## Material

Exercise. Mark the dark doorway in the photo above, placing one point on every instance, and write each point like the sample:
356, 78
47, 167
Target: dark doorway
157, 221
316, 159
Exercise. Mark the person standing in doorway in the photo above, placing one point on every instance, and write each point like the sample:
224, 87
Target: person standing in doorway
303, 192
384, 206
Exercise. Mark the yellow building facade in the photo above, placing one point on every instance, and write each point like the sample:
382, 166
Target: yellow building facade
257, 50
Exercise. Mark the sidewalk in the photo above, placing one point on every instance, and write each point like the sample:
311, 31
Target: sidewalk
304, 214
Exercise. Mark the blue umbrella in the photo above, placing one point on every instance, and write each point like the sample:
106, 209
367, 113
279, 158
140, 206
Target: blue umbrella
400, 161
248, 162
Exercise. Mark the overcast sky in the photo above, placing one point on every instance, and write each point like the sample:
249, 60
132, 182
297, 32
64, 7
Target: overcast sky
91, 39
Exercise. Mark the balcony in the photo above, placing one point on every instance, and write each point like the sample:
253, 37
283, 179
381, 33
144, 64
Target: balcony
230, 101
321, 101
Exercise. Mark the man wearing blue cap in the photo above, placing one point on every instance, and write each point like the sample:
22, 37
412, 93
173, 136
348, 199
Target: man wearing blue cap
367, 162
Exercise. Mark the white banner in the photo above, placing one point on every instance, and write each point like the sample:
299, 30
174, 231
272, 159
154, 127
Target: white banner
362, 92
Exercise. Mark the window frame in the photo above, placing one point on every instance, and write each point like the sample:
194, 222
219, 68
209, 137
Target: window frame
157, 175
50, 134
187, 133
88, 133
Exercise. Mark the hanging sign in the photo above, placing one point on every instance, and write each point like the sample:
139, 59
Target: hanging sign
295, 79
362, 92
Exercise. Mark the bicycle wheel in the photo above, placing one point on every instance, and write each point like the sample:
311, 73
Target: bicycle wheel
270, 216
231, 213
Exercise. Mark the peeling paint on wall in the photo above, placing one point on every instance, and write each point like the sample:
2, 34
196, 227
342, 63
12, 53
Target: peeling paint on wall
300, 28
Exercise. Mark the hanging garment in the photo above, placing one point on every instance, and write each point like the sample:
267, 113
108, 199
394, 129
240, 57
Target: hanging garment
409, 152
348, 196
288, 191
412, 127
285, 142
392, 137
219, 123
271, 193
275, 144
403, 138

## Aim
Please reproduce every line of the material word for word.

## Answer for this exercise
Exercise. Mark the dark doorway in the photo above, placing one point on every instance, and write each point like the sample:
356, 78
47, 167
Target: dark doorway
157, 221
316, 159
Exercise. Mark the person standing in doorway in the photo above, placing one point on every instance, and write each point like the sample:
224, 87
Target: person standing in doorway
303, 192
384, 206
Exercise. Mark the yellow building facade in the photo above, placing one point on every instance, and write each point like the sample:
382, 166
Target: yellow building facade
257, 50
Exercise. Mark the sidewalk in the photo above, placing one point on every instance, and write each point like the sample:
311, 31
Target: sidewalk
304, 214
Exercise. Mark the blue umbrella in the photo above, placing one point on every instance, and write each point like the sample:
106, 209
367, 113
279, 158
140, 206
Target: blue umbrella
400, 161
248, 162
Exercise. Mark the overcast sky in the photo above, placing one point on every instance, and write each point like the sample:
249, 60
132, 182
297, 32
64, 7
Target: overcast sky
91, 39
Exercise. Mark the balcony in the photo above, placing one point on every instance, and write each point like the sample:
253, 37
283, 179
381, 33
144, 64
Target: balcony
230, 101
321, 101
Exercise. Mark the man wearing blue cap in the photo above, placing one point on every instance, and write each point like the sample:
22, 37
412, 93
173, 136
348, 199
Target: man wearing blue cap
367, 162
Exercise. Mark the white banner in the photo above, placing one point on every instance, and write each point like the sample:
299, 30
174, 231
272, 159
154, 127
Target: white banner
362, 92
Exercise. Mark the window frame in the photo above, placing one point on every instance, and write each point like the sample:
194, 222
219, 68
209, 137
Target: window frame
157, 175
50, 134
187, 133
88, 133
Exercise. Mark the hanging sign in the photo above, placing one point on every instance, and write each point like the sample:
139, 59
Target: hanging sign
295, 79
362, 92
Exercise. Mark the bicycle wheel in the photo above, placing one point on every instance, and write each point like the sample:
311, 73
Target: bicycle wheel
270, 216
231, 213
Exercise. Mark the peeling paint on wall in the photo above, placing one point on every instance, and write each point like the sample:
2, 34
196, 227
342, 63
12, 53
Target: peeling paint on wall
300, 28
Exercise. Mark the hanging garment in the photo above, placing one point on every instance, and write each point like the sample:
267, 113
108, 199
394, 129
240, 57
Target: hanging garment
409, 152
348, 196
288, 191
412, 127
285, 142
392, 137
219, 123
271, 193
275, 144
403, 138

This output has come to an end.